## CHALLENGES
1. Gather every line in the entries below that contains the string "shorts", copying each one in full. Capital and lowercase letters must match.
2. Continue the press release about the New York Public Library's holiday book-recommendation booth, starting right after its final sentence.
[EXCERPTED TEXT start]
‘The Librarian Is In’ at The New York Public Library This Holiday Season
Librarians to offer the public free reading recommendations on Twitter, via web form, and in a special booth at the landmark 42nd Street building
DECEMBER 4, 2015 – The New York Public Library is playing matchmaker this holiday season, helping members of the public find their one true… read.
The Library’s Readers Services department will offer personalized, one-on-one book recommendations throughout December at a booth located in the Fifth Avenue lobby of the iconic Stephen A. Schwarzman Building on 42nd Street. Librarians Lynn Lobash and Gwen Glazer will staff the booth—called “The Librarian Is In”—during select hours on Mondays, Wednesdays and Fridays from Dec. 7 until Dec. 23, helping anyone find the perfect book for themselves or as a gift.
“Reading is a very personal thing, and the whole key to enjoying it is to find the right book, the one that gets you excited and interested and unable to stop turning pages,” said Lobash, manager of the Readers Services division. “Finding that book and experiencing that joy is a real gift. We’re here to help. This is what librarians do.”
The Librarian Is In booth will be staffed between 10 a.m. and 11 a.m. and 2 p.m. to 3 p.m. on Mondays and Wednesdays. It will be staffed between 2 p.m. and 3 p.m. on Fridays.
[EXCERPTED TEXT end]
[DATA SHOWN start]
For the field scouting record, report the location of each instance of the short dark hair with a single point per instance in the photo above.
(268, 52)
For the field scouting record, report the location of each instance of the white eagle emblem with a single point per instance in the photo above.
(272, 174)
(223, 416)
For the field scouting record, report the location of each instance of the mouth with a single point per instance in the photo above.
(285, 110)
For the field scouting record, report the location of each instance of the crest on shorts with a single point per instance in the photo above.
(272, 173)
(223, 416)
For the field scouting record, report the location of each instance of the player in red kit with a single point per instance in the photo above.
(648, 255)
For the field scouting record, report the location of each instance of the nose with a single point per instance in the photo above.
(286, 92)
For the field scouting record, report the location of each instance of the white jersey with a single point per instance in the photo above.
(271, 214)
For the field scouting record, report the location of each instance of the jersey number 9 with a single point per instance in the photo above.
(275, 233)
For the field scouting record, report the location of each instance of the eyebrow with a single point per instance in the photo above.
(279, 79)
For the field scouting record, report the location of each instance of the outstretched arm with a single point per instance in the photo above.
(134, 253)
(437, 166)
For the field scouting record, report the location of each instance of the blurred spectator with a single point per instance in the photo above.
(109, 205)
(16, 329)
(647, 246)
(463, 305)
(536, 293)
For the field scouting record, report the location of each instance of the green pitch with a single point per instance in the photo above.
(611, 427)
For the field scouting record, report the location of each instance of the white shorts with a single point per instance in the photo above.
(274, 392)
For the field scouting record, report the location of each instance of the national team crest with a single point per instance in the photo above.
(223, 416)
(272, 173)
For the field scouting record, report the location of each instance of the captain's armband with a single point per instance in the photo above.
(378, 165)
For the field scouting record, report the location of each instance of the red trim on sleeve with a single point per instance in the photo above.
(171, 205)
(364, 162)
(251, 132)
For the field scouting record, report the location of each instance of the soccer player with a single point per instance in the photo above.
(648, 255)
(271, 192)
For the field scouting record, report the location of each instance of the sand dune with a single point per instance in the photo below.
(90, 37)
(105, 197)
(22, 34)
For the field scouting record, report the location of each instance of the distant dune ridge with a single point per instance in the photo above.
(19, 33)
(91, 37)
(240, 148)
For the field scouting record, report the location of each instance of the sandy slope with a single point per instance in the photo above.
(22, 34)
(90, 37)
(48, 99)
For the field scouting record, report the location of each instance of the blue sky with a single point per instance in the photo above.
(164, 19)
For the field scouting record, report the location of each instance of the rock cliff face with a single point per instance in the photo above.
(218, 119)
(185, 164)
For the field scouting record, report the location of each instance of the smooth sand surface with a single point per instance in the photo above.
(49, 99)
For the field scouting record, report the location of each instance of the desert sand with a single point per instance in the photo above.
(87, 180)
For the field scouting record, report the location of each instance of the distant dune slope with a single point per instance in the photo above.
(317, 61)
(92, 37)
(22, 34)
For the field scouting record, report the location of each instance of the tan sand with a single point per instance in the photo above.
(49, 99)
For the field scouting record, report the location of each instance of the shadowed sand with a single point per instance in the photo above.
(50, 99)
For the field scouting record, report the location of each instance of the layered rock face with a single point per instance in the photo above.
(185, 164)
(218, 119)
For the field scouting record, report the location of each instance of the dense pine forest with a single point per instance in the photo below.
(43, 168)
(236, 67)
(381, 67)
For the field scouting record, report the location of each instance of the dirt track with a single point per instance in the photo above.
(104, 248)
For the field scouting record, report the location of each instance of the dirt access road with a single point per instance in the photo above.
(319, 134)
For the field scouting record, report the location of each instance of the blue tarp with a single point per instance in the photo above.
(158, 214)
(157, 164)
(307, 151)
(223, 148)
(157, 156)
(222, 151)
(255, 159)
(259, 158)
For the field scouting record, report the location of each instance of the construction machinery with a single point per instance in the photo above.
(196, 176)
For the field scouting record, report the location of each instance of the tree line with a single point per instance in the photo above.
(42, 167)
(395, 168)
[DATA SHOWN end]
## SOLVED PROBLEMS
1.
For the field scouting record, report the location of each instance of the crest on shorts with a single point per instance in the photo above.
For the field scouting record, report the location of each instance of the white shorts with a single point per instance in the photo above.

2.
For those who can’t make it in person, the Readers Services team offers recommendations in a host of other ways, including:
- Twitter office hours: Every Friday from 10 a.m. to 11 a.m., Lobash and Glazer give book recommendations live on Twitter via the @NYPLRecommends handle and the hashtag #TheLibrarianIsIn.
- “What Should I Read Next” Web Form: Readers can log in here at any time of day, share some basic information, and get a personalized recommendation of three books emailed back in about three business days.
- Curated Browsing Tool: Once every three months, Lobash, Glazer, and other NYPL librarians recommend 100 books, which are placed in an interactive web tool. Visitors to the tool answer basic questions, and the tool immediately recommends books from that top 100.
- Book lists: Every week, a team of NYPL librarians creates multiple subject-based lists, which can be read here.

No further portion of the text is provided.